◆ TEXT ◆
______

The Story Behind the Peanut Punch T-Shirts|
November 30th, 2012
Watching Charles Tillman force two fumbles in the Bears’ 13-7 win over the Lions Oct. 22 gave George Ellis an idea that has raised a lot of money for the cornerback’s foundation.
Ellis, the managing editor and co-founder of the satirical sports website “The Heckler,” was inspired to create a “Peanut Punch” t-shirt after seeing Tillman twice smack footballs out of the hands of Detroit tight end Brandon Pettigrew.
“We wanted to make shirts for him or about him,” Ellis said. “He’s always doing that punch thing, so I thought: ‘Why don’t we just do a ‘Peanut Punch’ like that old Batman ‘pow’ [from the 1960s TV show starring Adam West]?’ It really came out of us just trying to create a cool little shirt.”
After someone on Twitter suggested The Heckler should donate a portion of the t-shirt sales to Tillman’s Cornerstone Foundation, Ellis happily obliged, offering $5 for each shirt sold.

______

◆ GIVEN INFORMATION ◆
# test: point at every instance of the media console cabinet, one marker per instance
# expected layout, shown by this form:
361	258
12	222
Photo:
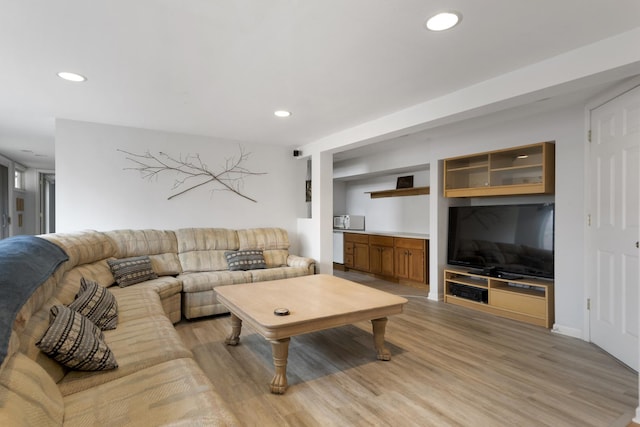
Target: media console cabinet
526	300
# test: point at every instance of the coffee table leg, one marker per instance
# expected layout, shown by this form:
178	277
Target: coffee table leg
280	350
236	327
379	326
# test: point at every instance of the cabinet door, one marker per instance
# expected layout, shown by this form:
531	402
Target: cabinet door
348	254
361	256
381	260
375	259
401	264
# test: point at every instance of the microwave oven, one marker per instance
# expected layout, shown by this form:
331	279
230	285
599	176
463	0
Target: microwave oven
348	222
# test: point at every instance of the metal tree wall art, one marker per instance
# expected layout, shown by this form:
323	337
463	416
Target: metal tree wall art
192	172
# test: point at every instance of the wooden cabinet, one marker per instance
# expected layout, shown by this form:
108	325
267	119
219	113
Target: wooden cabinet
411	259
381	255
526	300
356	251
528	169
397	258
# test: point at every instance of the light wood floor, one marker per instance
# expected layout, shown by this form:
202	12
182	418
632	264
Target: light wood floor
450	367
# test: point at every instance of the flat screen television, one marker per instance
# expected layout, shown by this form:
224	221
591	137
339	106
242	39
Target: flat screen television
503	240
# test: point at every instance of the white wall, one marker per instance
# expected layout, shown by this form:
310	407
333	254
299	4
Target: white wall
503	130
95	191
391	214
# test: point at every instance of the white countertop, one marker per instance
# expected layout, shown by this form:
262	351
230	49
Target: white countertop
386	233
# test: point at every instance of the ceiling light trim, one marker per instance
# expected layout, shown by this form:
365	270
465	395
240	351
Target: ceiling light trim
443	21
72	77
282	113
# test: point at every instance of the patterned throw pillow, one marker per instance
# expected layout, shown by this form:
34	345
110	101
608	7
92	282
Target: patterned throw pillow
97	304
75	342
129	271
251	259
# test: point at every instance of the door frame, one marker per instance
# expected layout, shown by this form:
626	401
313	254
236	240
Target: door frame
40	173
594	103
8	163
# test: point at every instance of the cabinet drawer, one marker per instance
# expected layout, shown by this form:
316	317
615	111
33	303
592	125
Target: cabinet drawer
357	238
402	242
527	304
381	240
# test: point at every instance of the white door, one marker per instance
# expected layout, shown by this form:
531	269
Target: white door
4	202
614	234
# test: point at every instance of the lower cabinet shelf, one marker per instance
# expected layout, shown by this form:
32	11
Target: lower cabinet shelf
525	300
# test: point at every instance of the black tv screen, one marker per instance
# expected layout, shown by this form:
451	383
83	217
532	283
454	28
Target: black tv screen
511	239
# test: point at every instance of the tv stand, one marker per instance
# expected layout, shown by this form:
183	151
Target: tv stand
492	272
526	300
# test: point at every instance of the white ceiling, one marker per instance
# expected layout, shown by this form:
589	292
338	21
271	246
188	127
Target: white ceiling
220	68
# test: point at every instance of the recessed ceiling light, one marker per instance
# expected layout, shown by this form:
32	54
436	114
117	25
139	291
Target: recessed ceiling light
282	113
72	77
443	21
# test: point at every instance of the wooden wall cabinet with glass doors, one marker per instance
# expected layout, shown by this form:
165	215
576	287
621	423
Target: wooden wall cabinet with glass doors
529	169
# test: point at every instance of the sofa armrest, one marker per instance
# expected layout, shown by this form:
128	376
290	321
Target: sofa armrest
298	261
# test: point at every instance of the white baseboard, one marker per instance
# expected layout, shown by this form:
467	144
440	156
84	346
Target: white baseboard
566	330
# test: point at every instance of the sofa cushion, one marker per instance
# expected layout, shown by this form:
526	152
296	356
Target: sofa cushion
160	246
74	341
137	344
202	249
176	391
278	273
129	271
207	280
274	242
83	247
97	304
28	395
165	264
251	259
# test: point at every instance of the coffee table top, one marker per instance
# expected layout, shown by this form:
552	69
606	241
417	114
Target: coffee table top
315	303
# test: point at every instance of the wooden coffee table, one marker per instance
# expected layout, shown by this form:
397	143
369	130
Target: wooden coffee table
315	303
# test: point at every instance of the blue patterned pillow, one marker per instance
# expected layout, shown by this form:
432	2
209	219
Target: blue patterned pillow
252	259
129	271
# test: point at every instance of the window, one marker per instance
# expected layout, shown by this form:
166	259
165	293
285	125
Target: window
19	180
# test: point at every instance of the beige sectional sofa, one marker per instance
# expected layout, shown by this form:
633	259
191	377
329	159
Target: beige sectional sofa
157	381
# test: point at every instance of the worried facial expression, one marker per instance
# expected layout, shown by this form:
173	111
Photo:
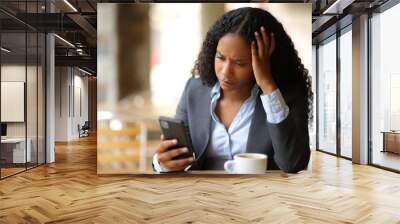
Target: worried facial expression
233	63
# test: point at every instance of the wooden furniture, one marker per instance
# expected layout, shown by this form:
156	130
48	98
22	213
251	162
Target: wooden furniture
391	141
13	150
121	151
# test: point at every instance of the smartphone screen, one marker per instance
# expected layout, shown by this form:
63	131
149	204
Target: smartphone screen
176	129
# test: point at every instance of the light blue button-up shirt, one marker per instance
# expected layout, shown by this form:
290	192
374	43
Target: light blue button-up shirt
226	143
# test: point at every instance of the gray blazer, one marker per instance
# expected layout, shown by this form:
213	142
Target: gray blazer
285	143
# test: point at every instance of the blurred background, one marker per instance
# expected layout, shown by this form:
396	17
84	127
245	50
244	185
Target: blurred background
145	56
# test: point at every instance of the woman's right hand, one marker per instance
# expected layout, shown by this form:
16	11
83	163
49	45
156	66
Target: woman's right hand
165	156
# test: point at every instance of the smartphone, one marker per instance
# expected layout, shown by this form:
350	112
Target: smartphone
175	129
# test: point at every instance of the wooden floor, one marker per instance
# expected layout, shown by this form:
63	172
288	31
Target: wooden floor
69	191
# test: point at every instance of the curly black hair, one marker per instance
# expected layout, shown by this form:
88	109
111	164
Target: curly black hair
287	69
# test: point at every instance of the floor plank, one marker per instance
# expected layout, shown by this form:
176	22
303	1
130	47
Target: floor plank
333	190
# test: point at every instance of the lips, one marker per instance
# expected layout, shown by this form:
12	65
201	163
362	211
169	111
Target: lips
227	83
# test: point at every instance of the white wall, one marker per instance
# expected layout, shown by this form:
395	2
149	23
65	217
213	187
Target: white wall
70	83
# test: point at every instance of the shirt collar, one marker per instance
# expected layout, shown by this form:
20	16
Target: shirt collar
216	91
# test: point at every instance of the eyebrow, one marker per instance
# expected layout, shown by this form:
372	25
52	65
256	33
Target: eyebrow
236	59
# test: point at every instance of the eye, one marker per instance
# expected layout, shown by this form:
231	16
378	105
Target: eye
241	64
219	56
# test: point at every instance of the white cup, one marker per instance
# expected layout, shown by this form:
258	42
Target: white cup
247	163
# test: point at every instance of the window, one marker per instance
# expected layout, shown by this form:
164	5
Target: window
327	96
385	88
345	94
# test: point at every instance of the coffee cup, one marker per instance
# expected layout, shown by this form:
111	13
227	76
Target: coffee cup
247	163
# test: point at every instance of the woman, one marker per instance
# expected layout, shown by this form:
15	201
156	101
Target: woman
253	94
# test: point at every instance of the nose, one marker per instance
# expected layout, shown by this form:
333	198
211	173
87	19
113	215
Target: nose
226	70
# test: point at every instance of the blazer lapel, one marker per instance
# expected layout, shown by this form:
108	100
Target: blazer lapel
258	137
202	120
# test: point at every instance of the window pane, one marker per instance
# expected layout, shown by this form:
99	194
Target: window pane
327	97
385	84
345	94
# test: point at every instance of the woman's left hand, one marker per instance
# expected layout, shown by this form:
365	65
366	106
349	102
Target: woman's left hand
261	60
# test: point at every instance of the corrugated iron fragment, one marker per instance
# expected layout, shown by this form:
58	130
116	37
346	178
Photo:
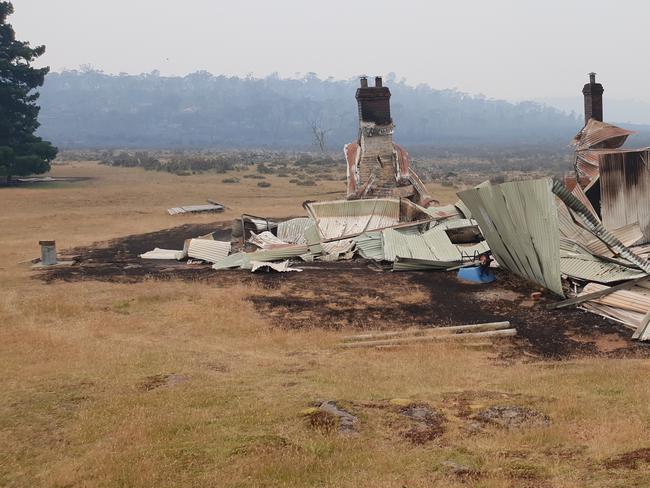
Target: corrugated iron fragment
520	224
281	267
591	223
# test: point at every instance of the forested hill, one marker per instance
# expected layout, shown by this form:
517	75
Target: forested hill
92	109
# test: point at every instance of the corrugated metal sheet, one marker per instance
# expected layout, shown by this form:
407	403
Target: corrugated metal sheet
266	240
195	209
590	222
623	299
443	212
589	268
625	189
208	250
600	134
282	267
520	223
159	253
243	259
467	213
629	235
630	319
370	246
341	217
433	245
236	260
293	230
595	137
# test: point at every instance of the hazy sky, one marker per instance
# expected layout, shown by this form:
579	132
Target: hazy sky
513	49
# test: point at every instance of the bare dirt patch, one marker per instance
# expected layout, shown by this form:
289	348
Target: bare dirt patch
630	460
352	295
512	417
427	424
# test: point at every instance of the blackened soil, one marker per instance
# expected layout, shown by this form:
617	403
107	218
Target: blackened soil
353	294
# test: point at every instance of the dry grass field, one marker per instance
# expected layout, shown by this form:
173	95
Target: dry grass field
174	383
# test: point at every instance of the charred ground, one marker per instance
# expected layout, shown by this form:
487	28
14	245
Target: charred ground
356	294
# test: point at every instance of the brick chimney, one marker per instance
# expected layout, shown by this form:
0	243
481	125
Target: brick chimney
374	102
593	93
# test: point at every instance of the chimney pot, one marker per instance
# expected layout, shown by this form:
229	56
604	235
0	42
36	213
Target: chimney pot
593	94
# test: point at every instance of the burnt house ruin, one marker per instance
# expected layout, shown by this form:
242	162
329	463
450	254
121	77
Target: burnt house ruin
616	181
376	166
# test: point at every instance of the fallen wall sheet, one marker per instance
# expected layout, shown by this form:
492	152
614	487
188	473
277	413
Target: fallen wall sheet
594	137
281	267
629	307
341	218
208	250
445	212
347	217
589	268
243	259
370	246
266	240
629	235
593	225
631	320
210	207
159	253
432	249
520	224
293	230
624	189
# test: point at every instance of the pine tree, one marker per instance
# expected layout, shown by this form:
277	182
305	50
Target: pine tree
21	152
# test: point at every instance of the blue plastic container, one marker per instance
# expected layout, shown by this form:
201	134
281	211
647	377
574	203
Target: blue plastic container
475	275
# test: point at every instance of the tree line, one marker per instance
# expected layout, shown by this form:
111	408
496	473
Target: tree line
89	108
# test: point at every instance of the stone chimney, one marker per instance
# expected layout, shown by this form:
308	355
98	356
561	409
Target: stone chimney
374	102
593	93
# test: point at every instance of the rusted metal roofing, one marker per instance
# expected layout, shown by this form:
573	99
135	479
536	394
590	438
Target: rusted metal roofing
600	135
520	223
592	140
625	189
591	223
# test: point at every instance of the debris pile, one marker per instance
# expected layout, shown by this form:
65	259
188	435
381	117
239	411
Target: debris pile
587	240
210	207
394	231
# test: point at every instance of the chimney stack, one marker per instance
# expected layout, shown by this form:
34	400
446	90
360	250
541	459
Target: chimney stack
593	93
374	102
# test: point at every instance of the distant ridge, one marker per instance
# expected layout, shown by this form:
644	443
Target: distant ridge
92	109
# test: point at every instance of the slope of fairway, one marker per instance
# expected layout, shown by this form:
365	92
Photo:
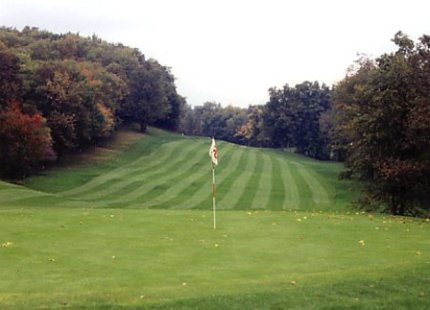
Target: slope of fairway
168	171
132	229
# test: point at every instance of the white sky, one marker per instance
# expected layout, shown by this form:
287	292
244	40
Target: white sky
233	51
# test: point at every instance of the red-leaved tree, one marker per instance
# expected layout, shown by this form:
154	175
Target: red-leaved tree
25	141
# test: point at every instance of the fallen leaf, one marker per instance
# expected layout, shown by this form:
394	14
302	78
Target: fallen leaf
7	244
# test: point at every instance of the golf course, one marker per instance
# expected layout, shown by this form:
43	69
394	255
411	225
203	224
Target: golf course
129	226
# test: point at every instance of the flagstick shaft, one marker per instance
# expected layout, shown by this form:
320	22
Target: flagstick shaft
213	195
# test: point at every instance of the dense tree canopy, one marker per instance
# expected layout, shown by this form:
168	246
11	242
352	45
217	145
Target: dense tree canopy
382	125
84	87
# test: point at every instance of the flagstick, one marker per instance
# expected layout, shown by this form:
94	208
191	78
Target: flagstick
213	195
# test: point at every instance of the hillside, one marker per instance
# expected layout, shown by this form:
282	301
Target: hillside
169	171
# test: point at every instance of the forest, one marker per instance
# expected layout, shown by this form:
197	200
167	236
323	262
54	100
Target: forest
60	93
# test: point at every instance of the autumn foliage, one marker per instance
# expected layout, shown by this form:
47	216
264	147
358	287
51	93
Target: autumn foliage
25	141
382	127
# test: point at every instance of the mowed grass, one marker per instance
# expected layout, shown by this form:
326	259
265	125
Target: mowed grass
133	230
134	259
167	171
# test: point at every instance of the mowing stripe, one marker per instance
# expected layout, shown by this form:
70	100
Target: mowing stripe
16	194
277	193
176	193
199	184
201	199
227	186
125	170
292	198
262	196
250	189
161	182
235	190
139	175
306	201
319	194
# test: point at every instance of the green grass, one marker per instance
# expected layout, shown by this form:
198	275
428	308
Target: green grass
99	258
133	230
167	171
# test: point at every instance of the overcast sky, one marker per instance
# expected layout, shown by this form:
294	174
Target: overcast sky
233	51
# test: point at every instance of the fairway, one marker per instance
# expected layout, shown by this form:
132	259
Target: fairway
133	230
167	171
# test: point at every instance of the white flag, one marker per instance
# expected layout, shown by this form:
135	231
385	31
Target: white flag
213	153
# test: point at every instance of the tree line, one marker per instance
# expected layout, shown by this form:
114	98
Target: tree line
376	120
290	119
61	93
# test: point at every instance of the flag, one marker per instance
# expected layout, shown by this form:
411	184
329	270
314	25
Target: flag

______

◆ TASKS AND EXERCISES ◆
1. Answer these questions from the Peanut Punch story, putting each answer on its own line:
(a) What was the score of the Bears' win over the Lions on Oct. 22?
(b) What is the name of the satirical sports website that Ellis co-founded?
(c) How much did Ellis offer to donate for each shirt sold?
2. Write the next part of the Peanut Punch story, starting after its last sentence.

◆ PER-TASK OUTPUTS ◆
1.
(a) 13-7
(b) The Heckler
(c) $5

2.
“We launched it on our website store, and every time we launch something we tweet it out,” Ellis said. “Within a few hours, Charles had actually retweeted it himself, and it spread from there. It almost crashed the site. We didn’t think that it was going to have the reach that it ended up having.”
What happened next was pure magic. Four days after the t-shirts were launched, Tillman forced a career high four fumbles in a 51-20 rout of the Tennessee Titans.
The performance gave Tillman a league-high seven forced fumbles this season and 36 in his career, the most by any NFL defensive back since he joined the Bears as a second-round pick in 2003.
“It was just one of those fortuitous timing things that you can’t predict,” Ellis said. “The fact that the shirt hit right before he had one of the best games of his career, you can’t really ask for a better situation. I was watching that game thinking: ‘He just did [what’s on] the shirt again.’”
Ellis marvels at Tillman’s ability to punch the ball away from opponents on such a regular basis.
“I think it’s amazing,” Ellis said. “I haven’t seen anyone else who is able to do that. I saw an interview with Brian Urlacher and he was saying that hand-eye coordination is what makes it so lethal when Tillman is doing it as opposed to other people who try it. He seems to have the ability to do it from any angle at any time even when they know it’s coming.”
Tillman hoped that 2,000 t-shirts would be sold, raising $10,000 to pay for the annual holiday party he hosts at a Chicago area children’s hospital. Ellis reports that The Heckler has sold roughly 1,700 shirts with a couple hundred also being purchased via their partnership with Clark Street Sports.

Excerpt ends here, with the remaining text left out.